> [Text block]
▶

The face of an unidentified individual detected in the video is then linked to an identified public figure in the reference list, effectively assigning an identity to the detected person. If the distance is too great, no match is made — indicating that the person in the video is not in the reference set. The process does not end there, however, because we also use a clustering algorithm to aggregate unidentified individuals across multiple videos — allowing us to present faces of the most frequently occurring, unidentified individuals in an interface, so that content partners can attempt to name the relevant

public figure concerned.

Creation of the reference set

The identifying of previously unidentified but relevant individuals essentially involves adding them to the reference set. The content partner adds a few photos and the name of the public figure depicted, and after the overnight matching run, the previously unidentified individual will become an identified public figure. This not only applies to all videos in the archive system of the content partner who identified and added this relevant public figure but also to all other videos in the meemoo archive, including those from other content partners — ensuring that everyone benefits from one another’s work and expertise.

We can now also automatically select high-quality images of faces from video frames to add to the reference set, avoiding the need for content partners to search for photos in other sources, and crop and upload them to the reference set (Figure 7). The decision to add an individual to the reference set of public figures remains a manual step.

Meemoo’s approach for the creation of the reference set

Given the large scale of our operation, it is particularly important to consider ethical implications in the decision to add an individual to the shared reference set of public figures. We held extensive discussions about this decision-making process with stakeholders in workgroup sessions. These conversations included content partners, AI experts, archivists and individuals with public profiles who could potentially be added to our reference set — allowing us to view the process from various perspectives and establish a shared framework of agreements. These sessions were facilitated by the [https:// data-en-maatschappij.ai/en/ Knowledge Centre Data & Society].

Key elements to ensure a robust framework of use for the shared reference set include:

• guidelines on who can access the reference set and who can add public figures to it;
• a practical guide on the legal and ethical context, answering questions such as which (types of) photos may be added; and
• a manual explaining, among other things, what technical characteristics a representative photo must have for the reference set, eg picturing only one person, how to crop while maintaining margins and age diversity in photos.

For management purposes, we have incorporated additional functionality into the reference set tool. Like Wikidata.org, we automatically record who has made which changes to which records. This increases transparency. Content partners can declare themselves a ‘stakeholder’ for a specific person, so each organisation can work with its ‘own’ persons list — a subset of the full reference set. The complete reference set will still be used in the next matching run, but a content partner can, for instance, decide to import only the results related to persons for whom he is a ‘stakeholder’ into his own collection management system at a later stage. We have also limited the data in records — keeping mainly a small set of representative photos of each person, their

name, a brief description and a link to their Wikidata entry. This approach simplifies management and prevents the tool from becoming a person name authority in itself. Content partners can add links to other internal or external sources, such as their own collection management system’s authority files or other public sources.

◀

> [To do]
Can you continue the passage on meemoo's shared reference set of public figures, starting right after its last sentence?

Labeled shape records:
▶

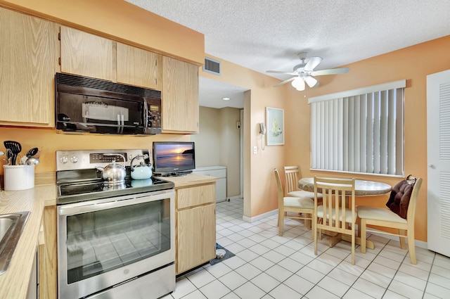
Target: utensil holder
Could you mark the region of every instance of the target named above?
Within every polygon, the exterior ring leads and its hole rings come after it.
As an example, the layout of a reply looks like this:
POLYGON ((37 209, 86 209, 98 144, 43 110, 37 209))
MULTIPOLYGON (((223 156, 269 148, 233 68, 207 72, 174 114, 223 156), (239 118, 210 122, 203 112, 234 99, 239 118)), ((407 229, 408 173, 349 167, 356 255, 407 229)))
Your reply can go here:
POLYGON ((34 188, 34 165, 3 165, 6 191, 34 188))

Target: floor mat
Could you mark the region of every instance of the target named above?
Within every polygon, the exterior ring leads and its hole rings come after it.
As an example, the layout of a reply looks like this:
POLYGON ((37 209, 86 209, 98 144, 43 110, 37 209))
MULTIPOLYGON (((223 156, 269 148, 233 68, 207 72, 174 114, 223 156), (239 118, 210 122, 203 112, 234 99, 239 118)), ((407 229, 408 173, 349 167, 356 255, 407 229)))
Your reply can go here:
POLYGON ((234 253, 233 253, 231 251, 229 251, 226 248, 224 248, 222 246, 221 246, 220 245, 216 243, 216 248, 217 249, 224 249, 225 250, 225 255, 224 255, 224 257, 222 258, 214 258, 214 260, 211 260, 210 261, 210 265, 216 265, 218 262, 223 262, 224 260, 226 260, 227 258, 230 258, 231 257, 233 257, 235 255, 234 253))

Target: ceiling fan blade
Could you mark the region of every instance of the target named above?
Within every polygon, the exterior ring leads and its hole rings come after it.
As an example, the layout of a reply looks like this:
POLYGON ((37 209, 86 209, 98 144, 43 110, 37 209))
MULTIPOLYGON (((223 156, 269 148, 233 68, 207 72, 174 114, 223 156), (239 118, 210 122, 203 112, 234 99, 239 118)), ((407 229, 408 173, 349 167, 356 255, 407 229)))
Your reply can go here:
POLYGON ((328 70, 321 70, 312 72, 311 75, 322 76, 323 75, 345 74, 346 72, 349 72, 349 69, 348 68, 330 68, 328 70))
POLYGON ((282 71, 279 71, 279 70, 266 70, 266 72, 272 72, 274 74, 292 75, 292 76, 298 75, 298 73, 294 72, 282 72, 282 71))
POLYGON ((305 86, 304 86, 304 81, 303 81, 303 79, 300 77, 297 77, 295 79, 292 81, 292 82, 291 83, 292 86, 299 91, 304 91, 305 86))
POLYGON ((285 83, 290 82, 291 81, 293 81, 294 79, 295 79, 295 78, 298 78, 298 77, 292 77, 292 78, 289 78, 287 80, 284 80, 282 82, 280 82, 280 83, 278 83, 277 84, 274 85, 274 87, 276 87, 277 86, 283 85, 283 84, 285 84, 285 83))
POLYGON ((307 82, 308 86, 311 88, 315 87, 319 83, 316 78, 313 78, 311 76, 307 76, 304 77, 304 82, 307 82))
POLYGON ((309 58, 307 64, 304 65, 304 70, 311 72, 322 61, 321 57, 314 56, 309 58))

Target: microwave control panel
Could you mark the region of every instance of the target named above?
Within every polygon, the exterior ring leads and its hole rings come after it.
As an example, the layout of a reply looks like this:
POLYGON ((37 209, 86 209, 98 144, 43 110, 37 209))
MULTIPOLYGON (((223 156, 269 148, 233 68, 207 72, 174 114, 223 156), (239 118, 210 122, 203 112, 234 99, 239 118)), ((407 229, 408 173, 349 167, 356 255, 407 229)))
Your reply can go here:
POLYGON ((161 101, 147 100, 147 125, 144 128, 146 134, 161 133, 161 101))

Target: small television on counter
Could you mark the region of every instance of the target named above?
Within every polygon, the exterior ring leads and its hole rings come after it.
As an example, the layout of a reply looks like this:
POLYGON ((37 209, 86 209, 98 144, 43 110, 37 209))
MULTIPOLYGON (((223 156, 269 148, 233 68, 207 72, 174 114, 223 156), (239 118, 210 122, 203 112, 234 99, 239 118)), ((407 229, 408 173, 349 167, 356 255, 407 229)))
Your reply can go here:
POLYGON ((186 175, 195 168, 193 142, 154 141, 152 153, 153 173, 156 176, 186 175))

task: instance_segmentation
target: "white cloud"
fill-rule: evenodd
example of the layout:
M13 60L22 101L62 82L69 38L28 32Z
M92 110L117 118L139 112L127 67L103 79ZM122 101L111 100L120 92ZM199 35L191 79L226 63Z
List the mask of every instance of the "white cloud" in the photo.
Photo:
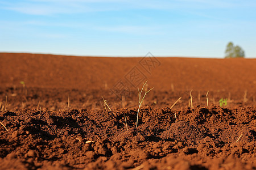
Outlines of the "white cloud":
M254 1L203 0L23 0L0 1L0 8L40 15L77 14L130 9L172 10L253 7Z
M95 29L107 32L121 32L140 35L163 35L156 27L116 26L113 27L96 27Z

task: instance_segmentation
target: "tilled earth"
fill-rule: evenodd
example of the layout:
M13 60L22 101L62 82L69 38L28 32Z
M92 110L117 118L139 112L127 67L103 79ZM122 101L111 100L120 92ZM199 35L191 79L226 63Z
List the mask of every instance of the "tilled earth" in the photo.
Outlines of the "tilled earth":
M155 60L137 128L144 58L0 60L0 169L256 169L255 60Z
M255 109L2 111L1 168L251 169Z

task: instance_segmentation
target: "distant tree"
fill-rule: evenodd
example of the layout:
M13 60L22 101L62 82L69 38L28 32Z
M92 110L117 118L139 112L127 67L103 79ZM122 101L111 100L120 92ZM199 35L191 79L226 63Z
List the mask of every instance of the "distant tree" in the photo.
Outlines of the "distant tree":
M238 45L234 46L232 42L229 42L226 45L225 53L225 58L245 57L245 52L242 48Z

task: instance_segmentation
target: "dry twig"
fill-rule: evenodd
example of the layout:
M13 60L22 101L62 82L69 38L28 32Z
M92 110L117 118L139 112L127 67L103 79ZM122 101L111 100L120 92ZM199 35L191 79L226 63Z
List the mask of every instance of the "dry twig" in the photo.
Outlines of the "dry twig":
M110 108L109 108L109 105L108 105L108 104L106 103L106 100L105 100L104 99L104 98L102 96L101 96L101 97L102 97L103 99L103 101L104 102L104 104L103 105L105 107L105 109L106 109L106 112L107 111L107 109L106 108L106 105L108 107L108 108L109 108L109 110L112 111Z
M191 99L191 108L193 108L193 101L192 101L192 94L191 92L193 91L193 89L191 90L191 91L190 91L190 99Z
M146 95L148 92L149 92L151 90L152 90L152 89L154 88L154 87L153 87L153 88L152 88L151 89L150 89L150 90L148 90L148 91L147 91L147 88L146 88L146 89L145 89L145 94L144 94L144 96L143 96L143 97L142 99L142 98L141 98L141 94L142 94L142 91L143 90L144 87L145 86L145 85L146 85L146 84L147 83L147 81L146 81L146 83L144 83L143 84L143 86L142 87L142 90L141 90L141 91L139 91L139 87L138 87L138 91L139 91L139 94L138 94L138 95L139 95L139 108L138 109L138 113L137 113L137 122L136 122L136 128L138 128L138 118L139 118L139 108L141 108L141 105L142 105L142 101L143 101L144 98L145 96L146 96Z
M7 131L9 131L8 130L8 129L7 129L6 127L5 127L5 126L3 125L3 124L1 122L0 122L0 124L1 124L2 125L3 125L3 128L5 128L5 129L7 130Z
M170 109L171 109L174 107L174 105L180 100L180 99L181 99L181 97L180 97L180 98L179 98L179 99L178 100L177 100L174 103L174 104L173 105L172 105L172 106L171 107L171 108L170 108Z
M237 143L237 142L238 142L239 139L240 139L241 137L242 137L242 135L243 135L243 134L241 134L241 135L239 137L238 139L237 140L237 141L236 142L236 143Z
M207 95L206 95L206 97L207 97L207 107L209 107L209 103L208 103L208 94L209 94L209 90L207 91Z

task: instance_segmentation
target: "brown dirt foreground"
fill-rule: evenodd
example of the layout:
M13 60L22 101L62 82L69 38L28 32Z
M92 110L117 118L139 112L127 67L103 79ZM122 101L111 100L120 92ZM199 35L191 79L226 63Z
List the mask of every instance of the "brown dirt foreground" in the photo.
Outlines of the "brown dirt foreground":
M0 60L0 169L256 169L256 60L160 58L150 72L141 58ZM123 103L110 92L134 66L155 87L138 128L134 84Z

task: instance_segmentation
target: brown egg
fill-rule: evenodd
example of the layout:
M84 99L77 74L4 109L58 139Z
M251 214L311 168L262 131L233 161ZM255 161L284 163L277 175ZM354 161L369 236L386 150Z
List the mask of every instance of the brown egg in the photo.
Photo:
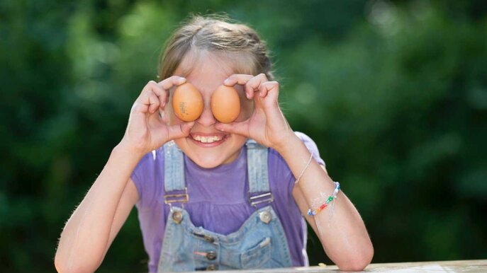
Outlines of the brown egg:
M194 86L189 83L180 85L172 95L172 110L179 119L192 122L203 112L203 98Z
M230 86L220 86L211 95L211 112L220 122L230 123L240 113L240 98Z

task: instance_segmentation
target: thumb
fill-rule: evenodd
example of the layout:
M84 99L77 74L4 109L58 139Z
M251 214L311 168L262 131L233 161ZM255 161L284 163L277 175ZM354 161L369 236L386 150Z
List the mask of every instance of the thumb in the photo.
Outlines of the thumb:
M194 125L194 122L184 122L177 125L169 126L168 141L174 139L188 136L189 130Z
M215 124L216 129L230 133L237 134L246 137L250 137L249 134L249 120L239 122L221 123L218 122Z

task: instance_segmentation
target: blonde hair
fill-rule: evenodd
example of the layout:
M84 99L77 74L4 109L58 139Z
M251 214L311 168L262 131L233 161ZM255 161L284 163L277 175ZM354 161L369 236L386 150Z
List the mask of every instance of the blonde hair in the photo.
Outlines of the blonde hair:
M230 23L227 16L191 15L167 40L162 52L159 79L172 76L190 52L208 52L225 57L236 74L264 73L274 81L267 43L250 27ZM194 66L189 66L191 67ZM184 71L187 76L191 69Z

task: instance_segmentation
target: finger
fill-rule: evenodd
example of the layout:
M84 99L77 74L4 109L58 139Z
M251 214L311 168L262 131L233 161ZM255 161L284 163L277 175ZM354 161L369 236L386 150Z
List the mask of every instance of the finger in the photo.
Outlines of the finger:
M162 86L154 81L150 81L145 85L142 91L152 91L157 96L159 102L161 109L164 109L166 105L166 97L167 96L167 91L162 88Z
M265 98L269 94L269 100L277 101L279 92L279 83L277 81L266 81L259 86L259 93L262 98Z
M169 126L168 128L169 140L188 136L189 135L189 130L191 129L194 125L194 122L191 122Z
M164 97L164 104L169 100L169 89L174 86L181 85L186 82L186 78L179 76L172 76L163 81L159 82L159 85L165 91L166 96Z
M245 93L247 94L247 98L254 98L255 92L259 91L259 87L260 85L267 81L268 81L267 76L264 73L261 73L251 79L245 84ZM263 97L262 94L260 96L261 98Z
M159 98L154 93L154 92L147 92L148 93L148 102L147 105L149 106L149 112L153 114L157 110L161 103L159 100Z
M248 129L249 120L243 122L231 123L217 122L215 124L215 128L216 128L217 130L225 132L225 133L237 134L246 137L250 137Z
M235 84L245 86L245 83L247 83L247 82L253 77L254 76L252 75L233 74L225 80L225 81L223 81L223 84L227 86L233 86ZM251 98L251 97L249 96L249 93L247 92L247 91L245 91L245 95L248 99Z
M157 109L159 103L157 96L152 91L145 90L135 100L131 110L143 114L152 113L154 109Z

◀
▶

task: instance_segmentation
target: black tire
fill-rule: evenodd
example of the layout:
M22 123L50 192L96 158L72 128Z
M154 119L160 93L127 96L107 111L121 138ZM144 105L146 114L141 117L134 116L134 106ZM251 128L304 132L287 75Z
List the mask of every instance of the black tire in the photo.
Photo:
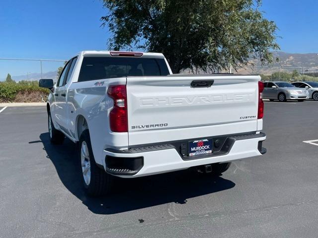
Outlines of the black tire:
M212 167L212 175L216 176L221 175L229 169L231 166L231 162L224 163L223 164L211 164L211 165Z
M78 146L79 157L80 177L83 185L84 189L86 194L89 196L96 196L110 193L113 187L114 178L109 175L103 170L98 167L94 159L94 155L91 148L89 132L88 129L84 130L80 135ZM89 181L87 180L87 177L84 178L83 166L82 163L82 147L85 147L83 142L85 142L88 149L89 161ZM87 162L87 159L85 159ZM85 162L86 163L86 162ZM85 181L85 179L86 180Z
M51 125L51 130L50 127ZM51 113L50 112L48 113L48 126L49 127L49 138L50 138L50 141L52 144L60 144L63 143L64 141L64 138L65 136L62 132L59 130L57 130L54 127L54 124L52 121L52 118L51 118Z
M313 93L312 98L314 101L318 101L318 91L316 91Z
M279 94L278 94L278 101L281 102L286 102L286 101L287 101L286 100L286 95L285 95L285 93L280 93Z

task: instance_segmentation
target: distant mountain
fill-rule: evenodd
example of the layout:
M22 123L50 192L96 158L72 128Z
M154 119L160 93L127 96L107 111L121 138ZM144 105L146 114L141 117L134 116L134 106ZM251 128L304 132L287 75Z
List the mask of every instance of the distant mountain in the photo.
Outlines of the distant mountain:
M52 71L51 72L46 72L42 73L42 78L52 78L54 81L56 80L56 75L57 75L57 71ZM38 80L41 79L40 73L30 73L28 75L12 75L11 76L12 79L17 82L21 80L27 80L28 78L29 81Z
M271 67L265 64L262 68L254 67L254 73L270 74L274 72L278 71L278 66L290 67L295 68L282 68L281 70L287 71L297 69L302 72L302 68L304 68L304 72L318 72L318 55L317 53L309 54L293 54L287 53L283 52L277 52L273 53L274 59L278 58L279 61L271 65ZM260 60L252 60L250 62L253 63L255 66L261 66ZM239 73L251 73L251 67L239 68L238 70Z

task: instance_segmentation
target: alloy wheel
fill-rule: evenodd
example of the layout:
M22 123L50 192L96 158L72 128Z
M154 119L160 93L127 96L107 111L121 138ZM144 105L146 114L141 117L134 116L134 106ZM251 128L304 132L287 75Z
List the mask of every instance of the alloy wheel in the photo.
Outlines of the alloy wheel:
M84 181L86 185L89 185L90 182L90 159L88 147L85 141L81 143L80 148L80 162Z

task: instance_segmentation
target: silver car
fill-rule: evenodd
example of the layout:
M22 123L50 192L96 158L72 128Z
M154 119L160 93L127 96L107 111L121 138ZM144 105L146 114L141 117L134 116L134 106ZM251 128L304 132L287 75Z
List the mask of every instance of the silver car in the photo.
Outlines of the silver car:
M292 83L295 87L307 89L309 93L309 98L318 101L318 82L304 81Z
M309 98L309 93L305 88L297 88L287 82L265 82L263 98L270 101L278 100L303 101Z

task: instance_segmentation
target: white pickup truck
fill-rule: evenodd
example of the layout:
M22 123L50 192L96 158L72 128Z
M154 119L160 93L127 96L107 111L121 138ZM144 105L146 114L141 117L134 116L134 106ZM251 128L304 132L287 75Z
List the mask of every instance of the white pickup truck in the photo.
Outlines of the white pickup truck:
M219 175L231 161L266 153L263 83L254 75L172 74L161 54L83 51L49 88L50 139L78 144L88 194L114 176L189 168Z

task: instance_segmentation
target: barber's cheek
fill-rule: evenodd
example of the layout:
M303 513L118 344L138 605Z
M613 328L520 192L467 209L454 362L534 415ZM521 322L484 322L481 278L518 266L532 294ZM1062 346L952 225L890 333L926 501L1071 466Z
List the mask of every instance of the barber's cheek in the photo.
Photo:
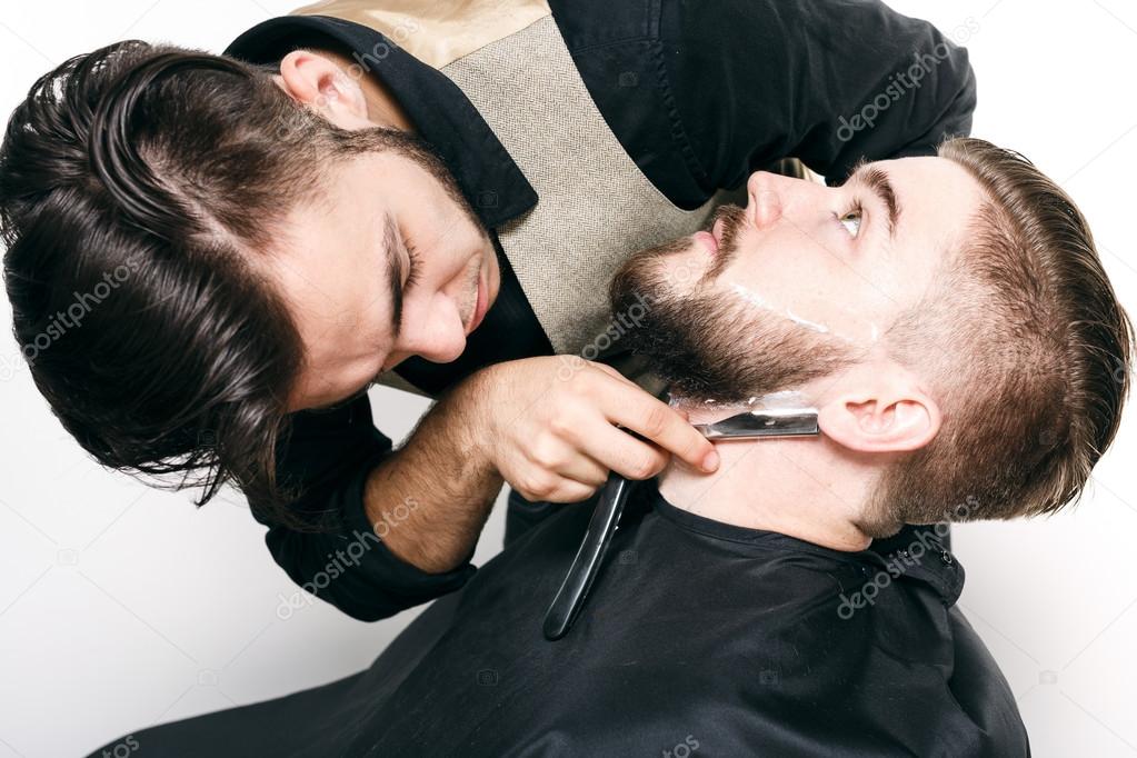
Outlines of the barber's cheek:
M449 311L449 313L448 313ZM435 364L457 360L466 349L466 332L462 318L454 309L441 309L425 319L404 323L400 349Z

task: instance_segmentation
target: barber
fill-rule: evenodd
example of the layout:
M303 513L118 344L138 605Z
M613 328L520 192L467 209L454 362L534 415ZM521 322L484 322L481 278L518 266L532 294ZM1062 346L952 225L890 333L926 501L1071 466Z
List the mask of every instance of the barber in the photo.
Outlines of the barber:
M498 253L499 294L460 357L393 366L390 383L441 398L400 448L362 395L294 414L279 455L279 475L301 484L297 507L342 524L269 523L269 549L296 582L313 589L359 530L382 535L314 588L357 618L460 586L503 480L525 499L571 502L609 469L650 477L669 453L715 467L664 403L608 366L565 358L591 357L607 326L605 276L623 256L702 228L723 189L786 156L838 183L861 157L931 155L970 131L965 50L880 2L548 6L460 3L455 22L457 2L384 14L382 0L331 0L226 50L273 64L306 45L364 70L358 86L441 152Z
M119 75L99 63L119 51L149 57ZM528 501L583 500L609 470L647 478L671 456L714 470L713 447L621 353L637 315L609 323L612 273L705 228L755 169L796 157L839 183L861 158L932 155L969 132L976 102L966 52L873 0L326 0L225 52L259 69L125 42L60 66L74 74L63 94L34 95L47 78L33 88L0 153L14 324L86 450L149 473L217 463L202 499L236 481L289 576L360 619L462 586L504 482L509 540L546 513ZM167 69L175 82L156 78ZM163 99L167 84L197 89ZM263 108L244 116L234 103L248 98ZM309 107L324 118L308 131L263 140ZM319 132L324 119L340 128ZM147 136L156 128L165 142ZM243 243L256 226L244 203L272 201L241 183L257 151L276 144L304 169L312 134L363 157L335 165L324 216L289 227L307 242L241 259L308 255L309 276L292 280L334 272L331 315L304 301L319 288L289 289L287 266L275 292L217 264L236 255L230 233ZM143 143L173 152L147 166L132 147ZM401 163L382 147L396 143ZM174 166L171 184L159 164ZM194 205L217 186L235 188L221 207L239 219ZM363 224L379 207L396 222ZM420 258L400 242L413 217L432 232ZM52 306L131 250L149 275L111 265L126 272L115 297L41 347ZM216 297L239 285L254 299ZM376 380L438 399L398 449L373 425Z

◀

> [Response]
The decisions to use and develop AI tools at meemoo

To build or to buy?

We faced several technical questions at the outset of the GIVE metadata project, and we adopted a similar approach for each.

First, we listed the functional requirements for the desired solution — distinguishing between must-haves and nice-to-haves — for speech recognition, facial recognition and named entity recognition technologies.

Following this, we organised a market survey to evaluate what commercially available solutions could offer at the time, and also to consider the capabilities of open-source models or libraries. We weighed the cost of commercial solutions against the integration costs of open source models into our workflow, and benchmarked the quality of the models to help us select the most suitable solution based on price and quality.

To build: Facial recognition solution

For facial recognition, we divided our search into two distinct parts. On the one hand, we aimed to find and label faces of public figures from a predetermined list, and on the other, we sought to identify the most frequently occurring yet unnamed faces of other possibly relevant (public) figures in the video content. We operated under the assumption that individuals appearing more frequently are likely more relevant, and asked domain experts — including archivists and collection registrars — to name these.

We then conducted another market survey based on these requirements, but only a limited number of providers offered a suitable facial recognition solution for our purposes. Specifically, finding and clustering frequently occurring but yet unnamed faces, labelling them and adding them to the reference list proved to be a functionality not commonly available as standard. The cost per hour of processed video was also quite high. So, given that the FAME project

had demonstrated that open source models could yield high-quality results, and as the total development cost was comparable to the expenses of using a commercial solution, we opted to develop the facial recognition solution ourselves using available open source components.

To buy: STT and NER solutions

For STT, we decided to buy a solution due to the lack of sufficiently good pre-trained models at the time. Given that meemoo operates with public funds, this required a tendering process. Besides price, quality was a key focus, in particular measured by the word error rate — alongside additional features such as speaker recognition, language support and model update frequency.

To objectively compare the potential solutions based on word error rate, we manually created 240 minutes of ground-truth data — encompassing a cross-

section of our archive content, primarily in Dutch, and ranging from studio and street recordings to theatre performance recordings, also including various dialects. This helped us understand how the software would perform on our partners’ content. The comparison itself was carried out using the

EBU Benchmark STT tool, with Speechmatics emerging as the best solution. It is interesting to note that the open source model Whisper became available during the tendering process in late 2022. We included this in our benchmarking exercise and found that it achieved good results, especially on more challenging content, but was not yet at the level of the state-of-the-art models.

We also chose a commercially available solution for NER after a similar comparison process. We again relied on our ground-truth

dataset to compare the open-source models spaCY and flair against TextRazor, a commercial contender. The transcriptions were enhanced with keywords, allowing us to measure the accuracy of NER. We found that TextRazor’s performance was on par with that of the open source models, but decided to use this commercial solution for both NER and NEL because of its capability to directly link entities to Wikidata.

Lessons learned and results

Lessons learned: The FAME project

In the FAME project,²⁰ we discovered that there was no user-friendly, ready-made technical solution for facial recognition that cultural heritage organisations in Flanders can use individually in a cost-effective manner. Many cultural heritage organisations will, at least for the time being, have to rely on overarching solutions — and these solutions require the development of a (shared) technical infrastructure. We also found that integrating the outcomes of facial recognition as new metadata into our project partners’ information management systems still poses technical challenges.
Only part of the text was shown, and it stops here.